* [Entries taken from a collection]:
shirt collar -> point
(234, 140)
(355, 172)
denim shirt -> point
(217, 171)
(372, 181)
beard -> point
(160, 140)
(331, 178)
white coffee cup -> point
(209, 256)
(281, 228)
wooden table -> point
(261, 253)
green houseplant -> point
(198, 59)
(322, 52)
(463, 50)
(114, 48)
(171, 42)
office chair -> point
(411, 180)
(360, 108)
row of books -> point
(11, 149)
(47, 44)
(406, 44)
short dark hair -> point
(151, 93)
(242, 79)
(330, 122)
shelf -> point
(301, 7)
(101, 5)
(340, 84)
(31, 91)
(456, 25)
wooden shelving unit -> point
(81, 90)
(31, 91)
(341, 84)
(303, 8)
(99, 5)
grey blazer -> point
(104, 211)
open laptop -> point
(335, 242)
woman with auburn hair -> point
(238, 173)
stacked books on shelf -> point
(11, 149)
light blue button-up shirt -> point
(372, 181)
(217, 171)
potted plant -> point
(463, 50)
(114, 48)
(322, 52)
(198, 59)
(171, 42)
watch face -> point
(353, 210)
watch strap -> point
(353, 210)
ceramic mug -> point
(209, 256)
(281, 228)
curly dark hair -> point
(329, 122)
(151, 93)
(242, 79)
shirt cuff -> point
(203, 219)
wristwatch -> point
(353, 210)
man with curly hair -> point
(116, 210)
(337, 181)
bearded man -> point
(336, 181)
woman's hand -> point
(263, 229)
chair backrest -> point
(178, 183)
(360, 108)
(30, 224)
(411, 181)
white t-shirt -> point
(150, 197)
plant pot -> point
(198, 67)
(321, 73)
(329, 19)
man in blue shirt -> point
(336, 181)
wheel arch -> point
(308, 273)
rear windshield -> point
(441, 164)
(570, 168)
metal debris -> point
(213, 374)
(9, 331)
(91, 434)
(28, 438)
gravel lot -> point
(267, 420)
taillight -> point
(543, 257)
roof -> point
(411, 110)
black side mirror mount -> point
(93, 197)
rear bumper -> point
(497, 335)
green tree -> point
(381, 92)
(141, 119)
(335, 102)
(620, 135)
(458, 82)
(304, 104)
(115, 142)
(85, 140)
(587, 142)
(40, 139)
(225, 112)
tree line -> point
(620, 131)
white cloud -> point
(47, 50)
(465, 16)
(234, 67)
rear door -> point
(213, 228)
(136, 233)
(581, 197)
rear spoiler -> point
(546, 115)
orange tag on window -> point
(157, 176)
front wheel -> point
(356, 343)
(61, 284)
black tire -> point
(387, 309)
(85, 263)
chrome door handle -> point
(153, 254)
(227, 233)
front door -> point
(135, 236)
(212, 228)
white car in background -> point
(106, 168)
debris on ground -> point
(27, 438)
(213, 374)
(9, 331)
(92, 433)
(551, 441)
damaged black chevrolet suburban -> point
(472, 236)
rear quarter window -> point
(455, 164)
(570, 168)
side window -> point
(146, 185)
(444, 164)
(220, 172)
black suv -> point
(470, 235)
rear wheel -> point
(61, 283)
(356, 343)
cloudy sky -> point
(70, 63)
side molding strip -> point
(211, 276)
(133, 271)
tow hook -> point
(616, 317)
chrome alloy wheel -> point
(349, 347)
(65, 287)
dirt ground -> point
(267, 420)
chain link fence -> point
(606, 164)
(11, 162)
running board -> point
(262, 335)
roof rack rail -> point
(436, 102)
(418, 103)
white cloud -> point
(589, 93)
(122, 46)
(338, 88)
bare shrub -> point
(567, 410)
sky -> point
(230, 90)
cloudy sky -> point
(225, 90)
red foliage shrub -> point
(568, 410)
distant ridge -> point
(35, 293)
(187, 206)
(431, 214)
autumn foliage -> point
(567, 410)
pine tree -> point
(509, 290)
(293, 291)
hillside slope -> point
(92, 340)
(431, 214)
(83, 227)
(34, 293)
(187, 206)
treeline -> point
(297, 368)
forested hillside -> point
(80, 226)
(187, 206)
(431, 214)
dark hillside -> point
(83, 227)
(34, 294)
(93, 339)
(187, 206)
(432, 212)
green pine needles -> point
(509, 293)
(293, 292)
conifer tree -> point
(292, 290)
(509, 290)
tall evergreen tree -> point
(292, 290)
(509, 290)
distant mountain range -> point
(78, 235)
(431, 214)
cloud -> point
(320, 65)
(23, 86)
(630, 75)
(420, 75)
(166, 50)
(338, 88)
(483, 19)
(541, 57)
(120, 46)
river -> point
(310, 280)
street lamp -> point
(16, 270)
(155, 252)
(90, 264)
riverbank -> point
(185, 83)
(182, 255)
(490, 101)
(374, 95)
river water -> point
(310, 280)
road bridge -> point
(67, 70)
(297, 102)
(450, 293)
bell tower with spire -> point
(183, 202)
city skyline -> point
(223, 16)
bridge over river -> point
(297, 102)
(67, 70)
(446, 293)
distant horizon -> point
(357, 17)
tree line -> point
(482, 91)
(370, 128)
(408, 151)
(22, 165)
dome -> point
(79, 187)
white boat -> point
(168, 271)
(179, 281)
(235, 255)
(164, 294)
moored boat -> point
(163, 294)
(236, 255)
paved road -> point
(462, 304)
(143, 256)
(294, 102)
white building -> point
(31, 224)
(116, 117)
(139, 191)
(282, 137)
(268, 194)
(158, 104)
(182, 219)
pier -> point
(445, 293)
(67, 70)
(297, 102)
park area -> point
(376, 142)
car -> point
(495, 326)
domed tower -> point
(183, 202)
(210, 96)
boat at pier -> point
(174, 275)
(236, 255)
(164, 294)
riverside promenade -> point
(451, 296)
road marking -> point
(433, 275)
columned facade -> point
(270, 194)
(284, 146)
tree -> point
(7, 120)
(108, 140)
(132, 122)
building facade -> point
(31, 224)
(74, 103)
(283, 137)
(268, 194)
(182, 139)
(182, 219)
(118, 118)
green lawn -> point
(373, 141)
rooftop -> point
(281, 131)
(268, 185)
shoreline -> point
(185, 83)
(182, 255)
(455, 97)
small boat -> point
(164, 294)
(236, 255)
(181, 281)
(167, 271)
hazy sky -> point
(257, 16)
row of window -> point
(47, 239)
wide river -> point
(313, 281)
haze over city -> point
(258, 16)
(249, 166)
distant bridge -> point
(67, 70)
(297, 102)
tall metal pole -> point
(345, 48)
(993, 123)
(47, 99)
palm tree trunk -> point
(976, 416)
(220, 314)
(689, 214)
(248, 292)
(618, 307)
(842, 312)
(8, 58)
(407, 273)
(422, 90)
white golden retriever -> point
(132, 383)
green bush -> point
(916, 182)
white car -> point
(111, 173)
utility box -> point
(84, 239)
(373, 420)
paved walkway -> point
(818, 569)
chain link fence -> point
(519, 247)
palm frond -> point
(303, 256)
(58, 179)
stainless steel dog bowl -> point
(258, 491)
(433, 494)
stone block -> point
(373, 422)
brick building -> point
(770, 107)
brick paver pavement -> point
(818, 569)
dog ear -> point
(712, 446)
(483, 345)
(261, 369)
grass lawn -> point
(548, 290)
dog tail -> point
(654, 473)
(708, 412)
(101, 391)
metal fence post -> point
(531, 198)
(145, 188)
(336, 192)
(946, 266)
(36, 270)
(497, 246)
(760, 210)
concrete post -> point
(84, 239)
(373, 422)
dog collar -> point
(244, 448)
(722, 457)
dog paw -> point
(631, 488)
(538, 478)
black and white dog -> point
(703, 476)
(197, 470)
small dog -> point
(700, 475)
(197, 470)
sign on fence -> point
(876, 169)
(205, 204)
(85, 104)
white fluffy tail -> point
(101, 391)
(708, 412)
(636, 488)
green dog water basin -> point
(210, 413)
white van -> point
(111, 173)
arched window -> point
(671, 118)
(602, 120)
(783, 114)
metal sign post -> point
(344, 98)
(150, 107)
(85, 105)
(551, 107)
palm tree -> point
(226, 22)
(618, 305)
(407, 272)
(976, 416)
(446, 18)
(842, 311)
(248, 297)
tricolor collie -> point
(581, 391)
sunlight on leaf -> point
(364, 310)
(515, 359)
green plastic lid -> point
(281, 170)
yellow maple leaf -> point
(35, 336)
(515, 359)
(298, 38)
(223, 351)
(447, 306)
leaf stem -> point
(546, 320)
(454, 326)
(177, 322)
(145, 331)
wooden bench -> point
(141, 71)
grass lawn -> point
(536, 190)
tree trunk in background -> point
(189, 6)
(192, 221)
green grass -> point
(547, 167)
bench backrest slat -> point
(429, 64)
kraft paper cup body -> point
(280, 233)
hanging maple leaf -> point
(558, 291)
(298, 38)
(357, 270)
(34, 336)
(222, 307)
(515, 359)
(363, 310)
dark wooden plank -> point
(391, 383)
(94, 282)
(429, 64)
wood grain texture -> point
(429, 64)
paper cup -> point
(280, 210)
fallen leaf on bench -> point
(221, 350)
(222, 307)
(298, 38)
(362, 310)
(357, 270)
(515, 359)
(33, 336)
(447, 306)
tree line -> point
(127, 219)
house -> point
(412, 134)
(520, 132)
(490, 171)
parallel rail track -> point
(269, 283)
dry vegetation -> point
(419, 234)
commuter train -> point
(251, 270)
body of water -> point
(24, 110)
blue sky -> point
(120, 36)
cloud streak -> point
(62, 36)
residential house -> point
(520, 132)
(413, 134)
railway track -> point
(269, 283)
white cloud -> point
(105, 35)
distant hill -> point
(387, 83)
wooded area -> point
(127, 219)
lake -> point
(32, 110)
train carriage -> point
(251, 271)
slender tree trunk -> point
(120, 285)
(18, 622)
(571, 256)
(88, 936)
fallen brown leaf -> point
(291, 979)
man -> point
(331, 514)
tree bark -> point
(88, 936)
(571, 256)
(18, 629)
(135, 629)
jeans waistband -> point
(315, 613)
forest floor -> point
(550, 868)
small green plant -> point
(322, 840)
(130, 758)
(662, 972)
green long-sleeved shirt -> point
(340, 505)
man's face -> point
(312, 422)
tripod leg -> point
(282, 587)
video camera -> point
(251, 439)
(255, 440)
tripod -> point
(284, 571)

* [Goal]:
Beginning at the line that holds "parallel rail track -> point", reproduce each line of the records above down to and including the last one.

* [Exercise output]:
parallel rail track -> point
(269, 283)
dry vegetation -> point
(419, 234)
commuter train -> point
(251, 270)
body of water -> point
(24, 110)
blue sky -> point
(120, 36)
cloud streak -> point
(62, 36)
residential house -> point
(520, 132)
(413, 134)
railway track -> point
(269, 283)
white cloud -> point
(105, 35)
distant hill -> point
(387, 83)
wooded area -> point
(127, 219)
lake -> point
(32, 110)
train carriage -> point
(251, 271)
slender tree trunk -> point
(120, 285)
(18, 622)
(571, 256)
(88, 936)
fallen brown leaf -> point
(291, 979)
man -> point
(331, 514)
tree bark -> point
(88, 936)
(571, 256)
(18, 629)
(135, 629)
jeans waistband -> point
(315, 613)
forest floor -> point
(550, 868)
small green plant -> point
(322, 840)
(130, 758)
(662, 972)
green long-sleeved shirt -> point
(340, 505)
man's face -> point
(312, 422)
tripod leg -> point
(282, 587)
video camera -> point
(251, 439)
(255, 440)
tripod -> point
(284, 571)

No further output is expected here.